• [EXERCISE INSTRUCTIONS]:
Below are several records. Retype exactly those lines running from the one with "positive clicks: (1124, 688) (1100, 684)" through the one with "positive clicks: (609, 411)", end lines included, and no others.

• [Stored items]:
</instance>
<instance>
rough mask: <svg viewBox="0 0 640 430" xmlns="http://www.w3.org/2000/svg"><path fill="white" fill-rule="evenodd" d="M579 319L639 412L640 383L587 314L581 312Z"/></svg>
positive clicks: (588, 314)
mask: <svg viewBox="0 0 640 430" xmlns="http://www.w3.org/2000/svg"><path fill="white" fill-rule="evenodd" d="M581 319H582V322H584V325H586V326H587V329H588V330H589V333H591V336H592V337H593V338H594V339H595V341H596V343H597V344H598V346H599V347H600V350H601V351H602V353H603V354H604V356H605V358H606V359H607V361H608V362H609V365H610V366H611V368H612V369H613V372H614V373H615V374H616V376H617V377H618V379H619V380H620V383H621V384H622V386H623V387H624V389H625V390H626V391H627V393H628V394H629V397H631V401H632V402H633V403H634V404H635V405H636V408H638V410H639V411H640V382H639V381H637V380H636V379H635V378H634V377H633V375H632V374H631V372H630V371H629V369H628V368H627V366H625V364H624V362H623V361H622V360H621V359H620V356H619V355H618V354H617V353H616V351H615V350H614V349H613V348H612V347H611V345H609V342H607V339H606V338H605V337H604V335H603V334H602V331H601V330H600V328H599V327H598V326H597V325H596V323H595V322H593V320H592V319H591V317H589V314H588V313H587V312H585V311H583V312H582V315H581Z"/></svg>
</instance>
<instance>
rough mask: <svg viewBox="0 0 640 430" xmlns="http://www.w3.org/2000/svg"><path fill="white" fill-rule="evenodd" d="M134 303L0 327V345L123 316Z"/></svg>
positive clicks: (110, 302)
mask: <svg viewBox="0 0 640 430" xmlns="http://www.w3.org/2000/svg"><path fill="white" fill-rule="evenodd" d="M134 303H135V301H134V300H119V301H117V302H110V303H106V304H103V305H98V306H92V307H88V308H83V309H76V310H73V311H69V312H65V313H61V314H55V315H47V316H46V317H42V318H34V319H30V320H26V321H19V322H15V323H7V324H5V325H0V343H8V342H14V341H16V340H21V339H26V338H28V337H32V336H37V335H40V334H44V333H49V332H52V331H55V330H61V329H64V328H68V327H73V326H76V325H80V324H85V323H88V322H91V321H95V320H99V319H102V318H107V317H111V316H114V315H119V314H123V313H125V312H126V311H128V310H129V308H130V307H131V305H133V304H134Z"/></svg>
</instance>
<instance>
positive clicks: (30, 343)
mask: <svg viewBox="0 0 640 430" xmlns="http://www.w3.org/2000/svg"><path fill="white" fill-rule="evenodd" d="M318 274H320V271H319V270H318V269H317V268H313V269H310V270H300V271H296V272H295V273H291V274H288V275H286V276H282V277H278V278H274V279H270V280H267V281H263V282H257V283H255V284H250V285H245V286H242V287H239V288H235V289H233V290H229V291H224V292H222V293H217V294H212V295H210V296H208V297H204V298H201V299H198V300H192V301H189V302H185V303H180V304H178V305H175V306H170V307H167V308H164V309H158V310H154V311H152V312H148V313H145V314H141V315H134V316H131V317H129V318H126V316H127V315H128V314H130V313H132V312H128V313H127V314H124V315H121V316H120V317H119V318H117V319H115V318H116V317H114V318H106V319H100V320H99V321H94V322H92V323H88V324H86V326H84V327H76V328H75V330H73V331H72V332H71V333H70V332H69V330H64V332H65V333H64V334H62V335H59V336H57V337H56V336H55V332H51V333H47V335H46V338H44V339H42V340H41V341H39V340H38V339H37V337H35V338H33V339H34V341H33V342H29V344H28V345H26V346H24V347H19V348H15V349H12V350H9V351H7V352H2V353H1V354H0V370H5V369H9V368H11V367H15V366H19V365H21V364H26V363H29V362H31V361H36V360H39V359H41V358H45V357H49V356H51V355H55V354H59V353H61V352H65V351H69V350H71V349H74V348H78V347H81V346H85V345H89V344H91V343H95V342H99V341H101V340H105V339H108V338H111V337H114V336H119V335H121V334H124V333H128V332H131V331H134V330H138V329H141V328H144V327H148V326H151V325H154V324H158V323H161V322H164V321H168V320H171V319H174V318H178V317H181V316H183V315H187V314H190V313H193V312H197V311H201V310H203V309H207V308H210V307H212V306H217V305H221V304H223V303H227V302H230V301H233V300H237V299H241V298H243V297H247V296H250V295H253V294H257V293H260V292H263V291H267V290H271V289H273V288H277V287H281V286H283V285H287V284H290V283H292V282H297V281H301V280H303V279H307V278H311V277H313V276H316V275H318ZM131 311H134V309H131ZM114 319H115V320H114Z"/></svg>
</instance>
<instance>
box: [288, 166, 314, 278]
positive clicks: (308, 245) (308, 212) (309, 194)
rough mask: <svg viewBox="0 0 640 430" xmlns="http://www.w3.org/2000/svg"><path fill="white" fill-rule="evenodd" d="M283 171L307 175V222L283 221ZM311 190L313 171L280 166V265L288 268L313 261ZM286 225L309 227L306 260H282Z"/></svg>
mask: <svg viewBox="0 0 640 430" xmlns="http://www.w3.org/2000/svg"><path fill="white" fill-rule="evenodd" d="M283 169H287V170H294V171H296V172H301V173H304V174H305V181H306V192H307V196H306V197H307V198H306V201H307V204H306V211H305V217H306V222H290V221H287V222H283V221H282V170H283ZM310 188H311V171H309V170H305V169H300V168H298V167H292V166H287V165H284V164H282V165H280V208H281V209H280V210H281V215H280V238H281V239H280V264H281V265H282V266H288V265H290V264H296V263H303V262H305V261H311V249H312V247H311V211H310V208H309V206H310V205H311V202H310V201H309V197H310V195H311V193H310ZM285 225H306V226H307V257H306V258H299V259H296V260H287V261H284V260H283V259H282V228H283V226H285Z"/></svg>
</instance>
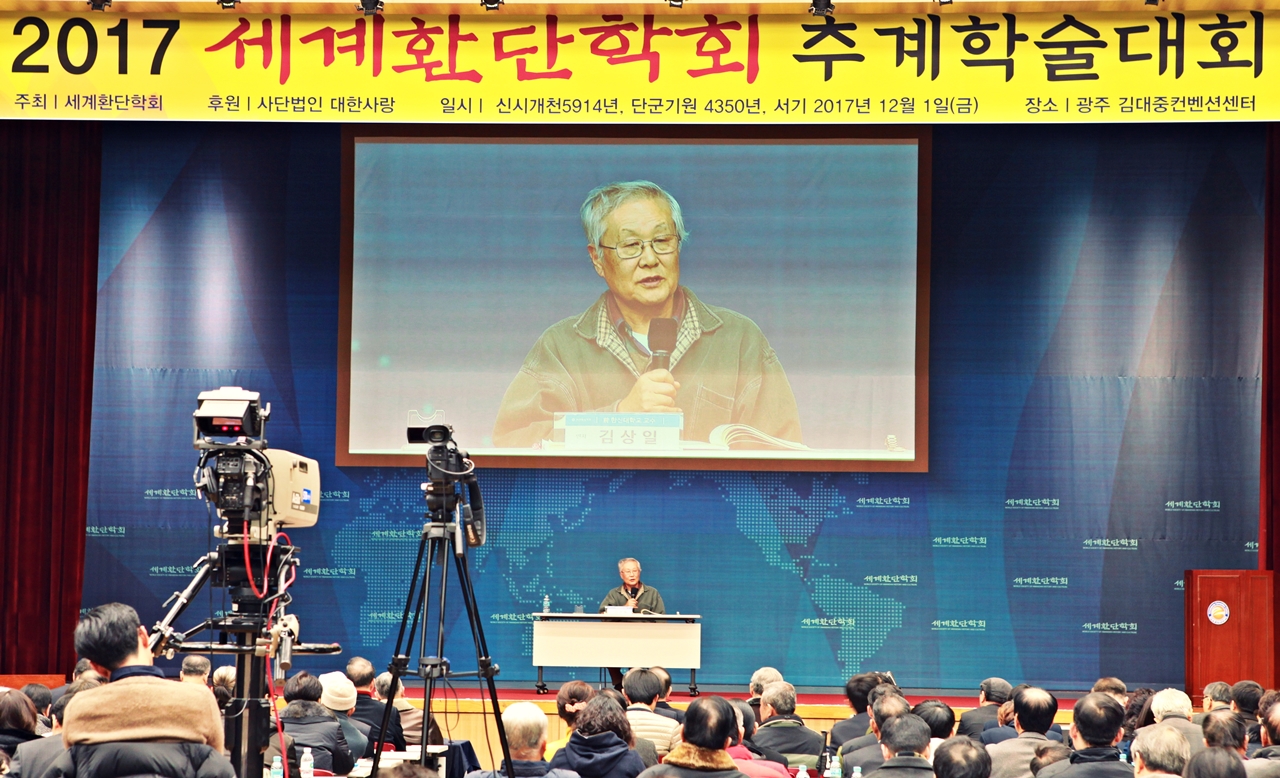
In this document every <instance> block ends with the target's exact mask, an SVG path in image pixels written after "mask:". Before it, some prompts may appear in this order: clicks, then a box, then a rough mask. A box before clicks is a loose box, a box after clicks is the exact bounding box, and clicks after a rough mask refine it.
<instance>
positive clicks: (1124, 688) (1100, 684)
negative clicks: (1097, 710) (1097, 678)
mask: <svg viewBox="0 0 1280 778" xmlns="http://www.w3.org/2000/svg"><path fill="white" fill-rule="evenodd" d="M1089 691H1091V692H1097V694H1103V695H1111V696H1112V697H1115V701H1116V703H1120V704H1121V705H1124V704H1125V703H1128V701H1129V687H1128V686H1125V685H1124V681H1121V679H1120V678H1116V677H1107V678H1098V679H1097V681H1094V682H1093V688H1091V690H1089Z"/></svg>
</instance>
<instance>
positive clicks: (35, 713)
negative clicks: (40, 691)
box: [0, 688, 37, 734]
mask: <svg viewBox="0 0 1280 778" xmlns="http://www.w3.org/2000/svg"><path fill="white" fill-rule="evenodd" d="M36 720H37V719H36V704H35V703H32V701H31V697H28V696H27V695H24V694H22V692H20V691H18V690H17V688H6V690H4V691H0V729H17V731H19V732H29V733H31V734H35V733H36Z"/></svg>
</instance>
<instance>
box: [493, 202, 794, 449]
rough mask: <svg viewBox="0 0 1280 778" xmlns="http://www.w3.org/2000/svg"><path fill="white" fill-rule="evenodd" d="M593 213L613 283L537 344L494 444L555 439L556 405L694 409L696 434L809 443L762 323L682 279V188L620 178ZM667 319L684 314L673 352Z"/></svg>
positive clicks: (609, 411) (689, 437) (539, 442)
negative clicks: (666, 336) (665, 340)
mask: <svg viewBox="0 0 1280 778" xmlns="http://www.w3.org/2000/svg"><path fill="white" fill-rule="evenodd" d="M581 216H582V229H584V230H585V232H586V239H588V247H586V252H588V255H590V257H591V265H593V267H594V269H595V273H596V275H599V276H600V278H603V279H604V282H605V284H608V290H607V292H604V293H603V294H602V296H600V297H599V299H596V301H595V303H594V305H593V306H591V307H590V308H588V310H586V312H585V314H581V315H579V316H572V317H570V319H564V320H563V321H561V322H558V324H554V325H552V326H550V328H549V329H548V330H547V331H545V333H543V335H541V337H540V338H539V339H538V342H536V343H535V344H534V348H532V349H531V351H530V352H529V356H527V357H525V365H524V366H522V367H521V370H520V374H518V375H517V376H516V379H515V380H513V381H512V383H511V386H508V389H507V394H506V395H504V397H503V401H502V408H500V409H499V412H498V421H497V424H495V425H494V434H493V439H494V444H495V445H498V447H511V448H522V447H536V445H539V444H540V441H543V440H550V438H552V424H553V415H554V413H561V412H586V411H603V412H630V413H636V412H667V413H684V416H685V418H684V439H685V440H696V441H708V440H709V436H710V434H712V430H714V429H716V427H718V426H721V425H731V424H741V425H746V426H750V427H754V429H756V430H759V431H762V433H764V434H767V435H771V436H774V438H778V439H782V440H787V441H794V443H799V441H800V417H799V413H797V411H796V401H795V395H794V394H792V393H791V384H790V383H787V376H786V372H783V370H782V365H781V363H780V362H778V356H777V353H774V351H773V348H771V347H769V342H768V340H767V339H765V338H764V334H763V333H760V328H758V326H756V325H755V322H754V321H751V320H750V319H748V317H746V316H742V315H741V314H736V312H733V311H730V310H727V308H721V307H716V306H709V305H707V303H704V302H703V301H700V299H698V297H695V296H694V293H692V292H690V290H689V289H687V288H685V287H681V285H680V251H681V244H682V243H685V242H686V239H687V234H689V233H687V232H686V230H685V220H684V216H682V215H681V211H680V203H678V202H676V198H675V197H672V196H671V195H668V193H667V192H666V191H663V189H662V187H659V186H658V184H654V183H652V182H646V180H635V182H620V183H611V184H604V186H602V187H596V188H595V189H594V191H591V193H590V195H588V197H586V201H585V202H584V203H582V209H581ZM655 319H666V320H675V330H676V338H675V347H673V348H672V349H671V352H669V354H668V356H667V357H666V358H663V360H654V358H653V353H652V349H650V343H649V330H650V322H652V321H653V320H655ZM668 325H669V322H668ZM654 347H655V348H654V349H653V351H657V343H655V344H654Z"/></svg>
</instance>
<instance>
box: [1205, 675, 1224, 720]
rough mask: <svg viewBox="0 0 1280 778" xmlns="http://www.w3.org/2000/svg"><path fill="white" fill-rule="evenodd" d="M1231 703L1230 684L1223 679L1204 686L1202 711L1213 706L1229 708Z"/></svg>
mask: <svg viewBox="0 0 1280 778" xmlns="http://www.w3.org/2000/svg"><path fill="white" fill-rule="evenodd" d="M1230 705H1231V685H1230V683H1226V682H1224V681H1215V682H1212V683H1210V685H1207V686H1206V687H1204V705H1203V708H1204V713H1208V711H1210V710H1213V709H1215V708H1229V706H1230Z"/></svg>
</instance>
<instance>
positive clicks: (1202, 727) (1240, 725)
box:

• [RESPONSE]:
positive clicks: (1124, 688) (1100, 684)
negative clicks: (1097, 710) (1097, 678)
mask: <svg viewBox="0 0 1280 778" xmlns="http://www.w3.org/2000/svg"><path fill="white" fill-rule="evenodd" d="M1089 691H1091V692H1097V694H1103V695H1111V696H1112V697H1115V701H1116V703H1120V704H1121V705H1124V704H1125V703H1128V701H1129V687H1128V686H1125V685H1124V681H1121V679H1120V678H1116V677H1107V678H1098V679H1097V681H1094V682H1093V688H1091V690H1089Z"/></svg>
</instance>
<instance>
positive clicks: (35, 713)
negative clicks: (40, 691)
box: [0, 688, 37, 734]
mask: <svg viewBox="0 0 1280 778" xmlns="http://www.w3.org/2000/svg"><path fill="white" fill-rule="evenodd" d="M36 720H37V719H36V704H35V703H32V701H31V697H28V696H27V695H24V694H22V692H20V691H18V690H17V688H6V690H4V691H0V729H17V731H19V732H29V733H31V734H35V733H36Z"/></svg>
</instance>
<instance>
box: [493, 202, 794, 449]
rough mask: <svg viewBox="0 0 1280 778" xmlns="http://www.w3.org/2000/svg"><path fill="white" fill-rule="evenodd" d="M593 213L613 283L537 344L494 444L555 439L556 405L694 409L696 434L809 443L762 323L682 279V188L620 178ZM667 319L684 314L673 352Z"/></svg>
positive clicks: (609, 411) (689, 437) (539, 442)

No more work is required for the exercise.